**Tasks to complete**
[1] In the passage on U.S. health care spending, what share of GDP did health spending hold in 2011?
[2] From the passage on U.S. health care spending, extract the stretch from "A new report" through "Health Expenditure Accounts.", copying it word for word.
[3] Write what comes next in the passage on U.S. health care spending, starting after its final sentence.

**Passage provided**

____________________

A new report from the Office of the Actuary at the Centers for Medicare and Medicaid Services (CMS), published in the January 2013 issue of Health Affairs, estimates that health care spending in the United States grew at a rate of 3.9 percent in 2011. That level of annual growth is identical to spending growth rates in 2009 and 2010, which means that growth in all three years has occurred at the slowest rates ever recorded in the 52-year history of the National Health Expenditure Accounts.
Total health care spending growth in 2010 and 2011 continued to track closely with the growth in nominal gross domestic product (GDP) in both years, and the health spending share of GDP stayed stable in 2011 at 17.9 percent. Yet despite the overall stability in health spending, "we observed faster growth in spending among some payers and services in 2011," said Micah Hartman, statistician in the Office of the Actuary at CMS and lead author of the Health Affairs article.
In 2011, for example, there was slower growth than in 2010 in the net cost of insurance and in noncommercial medical research. There was also a decline in spending in government public health activities. At the same time, there was faster growth in spending in 2011 than in 2010 for personal health care goods and services. Growth in this category was mainly due to an increase in non-price factors, such as the use and intensity or complexity of services.

____________________

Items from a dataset
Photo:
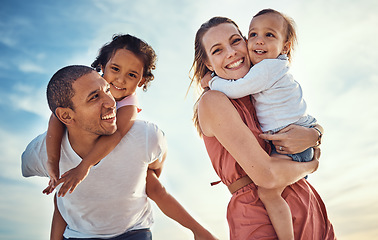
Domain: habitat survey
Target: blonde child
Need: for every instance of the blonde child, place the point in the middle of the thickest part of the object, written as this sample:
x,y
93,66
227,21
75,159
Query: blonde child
x,y
127,63
277,98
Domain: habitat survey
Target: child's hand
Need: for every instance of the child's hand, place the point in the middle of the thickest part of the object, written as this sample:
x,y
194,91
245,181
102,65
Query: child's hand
x,y
205,80
71,179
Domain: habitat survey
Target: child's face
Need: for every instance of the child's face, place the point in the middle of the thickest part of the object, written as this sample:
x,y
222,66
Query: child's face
x,y
124,72
266,37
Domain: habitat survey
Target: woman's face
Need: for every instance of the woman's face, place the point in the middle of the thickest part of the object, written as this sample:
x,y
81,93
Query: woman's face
x,y
226,51
124,72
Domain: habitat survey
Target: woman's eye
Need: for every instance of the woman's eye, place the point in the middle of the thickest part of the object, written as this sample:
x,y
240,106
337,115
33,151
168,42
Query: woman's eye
x,y
236,40
94,97
132,75
216,51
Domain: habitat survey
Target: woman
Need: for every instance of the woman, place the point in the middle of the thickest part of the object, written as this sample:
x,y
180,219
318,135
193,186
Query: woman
x,y
239,155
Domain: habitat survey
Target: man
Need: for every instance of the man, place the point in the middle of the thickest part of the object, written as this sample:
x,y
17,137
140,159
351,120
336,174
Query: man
x,y
111,202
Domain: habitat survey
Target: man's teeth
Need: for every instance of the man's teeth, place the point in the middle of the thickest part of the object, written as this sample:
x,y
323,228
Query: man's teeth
x,y
235,64
109,116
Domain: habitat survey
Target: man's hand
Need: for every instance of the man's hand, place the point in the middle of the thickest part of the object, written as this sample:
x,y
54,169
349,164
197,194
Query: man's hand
x,y
71,179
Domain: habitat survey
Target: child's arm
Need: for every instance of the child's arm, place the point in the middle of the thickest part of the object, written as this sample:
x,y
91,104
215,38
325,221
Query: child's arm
x,y
58,224
54,137
105,144
172,208
258,79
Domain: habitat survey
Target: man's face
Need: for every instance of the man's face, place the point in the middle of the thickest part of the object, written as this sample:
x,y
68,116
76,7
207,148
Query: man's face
x,y
94,107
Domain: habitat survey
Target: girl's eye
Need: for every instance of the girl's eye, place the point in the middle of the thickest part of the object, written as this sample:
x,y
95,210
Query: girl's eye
x,y
252,34
115,69
132,75
216,51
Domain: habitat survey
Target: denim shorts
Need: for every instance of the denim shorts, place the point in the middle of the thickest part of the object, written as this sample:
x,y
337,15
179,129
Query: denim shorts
x,y
140,234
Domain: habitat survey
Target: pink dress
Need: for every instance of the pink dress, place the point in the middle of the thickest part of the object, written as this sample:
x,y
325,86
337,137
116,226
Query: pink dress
x,y
246,215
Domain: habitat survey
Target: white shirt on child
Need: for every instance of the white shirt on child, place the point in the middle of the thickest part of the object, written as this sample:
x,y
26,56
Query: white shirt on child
x,y
112,198
277,96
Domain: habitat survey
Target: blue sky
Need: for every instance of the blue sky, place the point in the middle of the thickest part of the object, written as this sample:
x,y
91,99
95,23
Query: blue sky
x,y
335,62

____________________

**Answers given**
[1] 17.9 percent

[2]
A new report from the Office of the Actuary at the Centers for Medicare and Medicaid Services (CMS), published in the January 2013 issue of Health Affairs, estimates that health care spending in the United States grew at a rate of 3.9 percent in 2011. That level of annual growth is identical to spending growth rates in 2009 and 2010, which means that growth in all three years has occurred at the slowest rates ever recorded in the 52-year history of the National Health Expenditure Accounts.

[3]
Faster growth in personal health care spending in 2011 was also driven by increased growth in spending for retail prescription drugs and physician and clinical services, which was partly offset by slower growth in spending for hospital services. Furthermore, from a payer perspective, spending for Medicare, private health insurance, and consumer out-of-pocket payments increased faster in 2011 compared to 2010, although spending for the Medicaid program grew more slowly.
On the whole, the impact of provisions of the Affordable Care Act on aggregate health spending growth in 2010 and 2011 was minimal. However, there was some impact on certain subcomponents of national health expenditures; for example, private health insurance spending and enrollment were impacted by the provision that expanded private health insurance coverage to dependents of enrollees up to age 26.